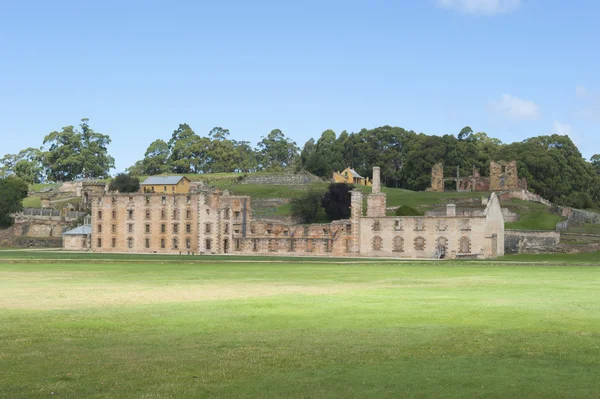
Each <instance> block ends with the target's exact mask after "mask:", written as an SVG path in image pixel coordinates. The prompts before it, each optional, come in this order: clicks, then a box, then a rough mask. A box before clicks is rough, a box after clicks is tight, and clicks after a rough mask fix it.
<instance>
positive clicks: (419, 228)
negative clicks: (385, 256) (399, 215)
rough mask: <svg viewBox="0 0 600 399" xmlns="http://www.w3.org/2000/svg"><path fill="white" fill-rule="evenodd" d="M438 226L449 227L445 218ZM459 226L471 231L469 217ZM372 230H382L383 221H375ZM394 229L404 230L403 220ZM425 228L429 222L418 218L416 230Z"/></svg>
mask: <svg viewBox="0 0 600 399" xmlns="http://www.w3.org/2000/svg"><path fill="white" fill-rule="evenodd" d="M350 226H351V225H348V228H347V229H346V230H347V232H350V231H351V230H350ZM436 227H437V230H438V231H446V230H447V229H448V224H447V223H446V222H445V221H443V220H438V222H437V225H436ZM459 227H460V229H461V230H462V231H470V230H471V227H470V224H469V220H468V219H464V220H461V221H460V222H459ZM371 230H372V231H381V230H382V227H381V222H380V221H379V220H376V221H374V222H373V224H372V225H371ZM394 230H395V231H403V230H404V228H403V226H402V222H401V221H400V220H395V221H394ZM425 230H427V224H426V223H425V221H424V220H422V219H417V220H416V221H415V228H414V231H425Z"/></svg>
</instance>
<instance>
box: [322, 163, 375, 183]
mask: <svg viewBox="0 0 600 399" xmlns="http://www.w3.org/2000/svg"><path fill="white" fill-rule="evenodd" d="M332 180H333V181H334V182H336V183H348V184H354V185H355V186H371V185H372V182H371V181H370V180H369V178H368V177H362V176H361V175H359V174H358V172H357V171H355V170H354V169H352V168H351V167H347V168H346V169H344V170H343V171H341V172H333V176H332Z"/></svg>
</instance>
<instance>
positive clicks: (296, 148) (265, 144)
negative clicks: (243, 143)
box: [258, 129, 298, 170]
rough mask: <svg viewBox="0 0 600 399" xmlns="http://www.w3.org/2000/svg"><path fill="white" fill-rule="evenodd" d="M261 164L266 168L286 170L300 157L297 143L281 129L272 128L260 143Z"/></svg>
mask: <svg viewBox="0 0 600 399" xmlns="http://www.w3.org/2000/svg"><path fill="white" fill-rule="evenodd" d="M258 148H259V152H260V166H261V167H262V168H263V169H265V170H284V169H285V168H287V167H289V166H291V165H292V164H293V163H294V161H295V160H296V158H297V157H298V147H297V146H296V143H295V142H294V141H292V140H290V139H288V138H287V137H285V135H284V134H283V132H282V131H281V130H279V129H274V130H271V133H269V134H268V135H267V136H266V137H264V136H263V137H262V140H261V141H260V142H259V143H258Z"/></svg>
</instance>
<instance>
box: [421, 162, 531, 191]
mask: <svg viewBox="0 0 600 399" xmlns="http://www.w3.org/2000/svg"><path fill="white" fill-rule="evenodd" d="M446 180H453V181H455V182H456V191H458V192H469V191H515V190H525V191H527V180H526V179H525V178H522V179H519V175H518V173H517V161H510V162H506V161H498V162H495V161H490V176H489V177H483V176H481V174H480V173H479V171H478V170H477V168H475V167H473V173H472V174H471V176H467V177H461V176H460V170H457V174H456V177H444V164H443V163H441V162H439V163H437V164H435V165H434V166H433V168H432V169H431V188H430V189H429V191H433V192H444V191H445V190H446V187H445V182H446Z"/></svg>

+ + + + + + +

> _WHAT YOU WILL DO_
Every last line above must be reproduced as written, and no pictures belong in the copy.

> _ANSWER_
Each <instance> block ends with the target's exact mask after "mask:", written as an SVG path in image pixel coordinates. The prompts before it, each optional, come in this order: clicks, then a box, then a rough mask. A box before clicks is rough, a box after clicks is tight, and clicks after a rough mask fix it.
<instance>
positive clicks: (419, 228)
negative clicks: (385, 256) (399, 215)
rough mask: <svg viewBox="0 0 600 399" xmlns="http://www.w3.org/2000/svg"><path fill="white" fill-rule="evenodd" d="M438 226L449 227L445 218ZM459 226L471 231L469 217ZM372 230H382L383 221H375ZM394 229L404 230L403 220ZM425 228L429 222L418 218L416 230Z"/></svg>
mask: <svg viewBox="0 0 600 399" xmlns="http://www.w3.org/2000/svg"><path fill="white" fill-rule="evenodd" d="M350 226H351V225H348V228H347V229H346V230H347V232H350V231H351V230H350ZM436 227H437V230H438V231H446V230H447V229H448V224H447V223H446V222H445V221H443V220H438V222H437V225H436ZM459 227H460V229H461V230H462V231H470V230H471V227H470V224H469V220H468V219H464V220H461V221H460V222H459ZM371 230H372V231H381V230H382V227H381V222H380V221H379V220H376V221H374V222H373V224H372V225H371ZM394 230H395V231H403V230H404V228H403V226H402V222H401V221H400V220H395V221H394ZM425 230H427V224H426V223H425V221H424V220H422V219H417V220H416V221H415V228H414V231H425Z"/></svg>
</instance>
<instance>
box: [322, 163, 375, 183]
mask: <svg viewBox="0 0 600 399" xmlns="http://www.w3.org/2000/svg"><path fill="white" fill-rule="evenodd" d="M332 180H333V181H334V182H336V183H348V184H354V185H355V186H371V185H372V182H371V181H370V180H369V178H368V177H362V176H361V175H359V174H358V172H357V171H355V170H354V169H352V168H351V167H347V168H346V169H344V170H343V171H341V172H333V176H332Z"/></svg>
</instance>
<instance>
positive clicks: (296, 148) (265, 144)
negative clicks: (243, 143)
box: [258, 129, 298, 170]
rough mask: <svg viewBox="0 0 600 399" xmlns="http://www.w3.org/2000/svg"><path fill="white" fill-rule="evenodd" d="M261 164L266 168L286 170L300 157L297 143L281 129L272 128L260 143Z"/></svg>
mask: <svg viewBox="0 0 600 399" xmlns="http://www.w3.org/2000/svg"><path fill="white" fill-rule="evenodd" d="M258 148H259V152H260V166H261V167H262V168H263V169H265V170H284V169H285V168H287V167H289V166H291V165H292V164H293V163H294V161H295V160H296V158H297V157H298V147H297V146H296V143H295V142H294V141H292V140H290V139H288V138H287V137H285V135H284V134H283V132H282V131H281V130H279V129H274V130H271V133H269V134H268V135H267V136H266V137H264V136H263V137H262V140H261V141H260V142H259V143H258Z"/></svg>
</instance>
<instance>
box: [421, 162, 531, 191]
mask: <svg viewBox="0 0 600 399" xmlns="http://www.w3.org/2000/svg"><path fill="white" fill-rule="evenodd" d="M446 180H453V181H455V182H456V191H458V192H469V191H515V190H525V191H527V180H526V179H525V178H522V179H519V175H518V173H517V161H510V162H506V161H498V162H495V161H490V176H489V177H483V176H481V174H480V173H479V171H478V170H477V168H475V167H473V173H472V174H471V176H467V177H461V176H460V170H457V174H456V177H444V164H443V163H441V162H439V163H437V164H435V165H434V166H433V168H432V169H431V188H430V189H429V191H433V192H444V191H445V190H446V187H445V182H446Z"/></svg>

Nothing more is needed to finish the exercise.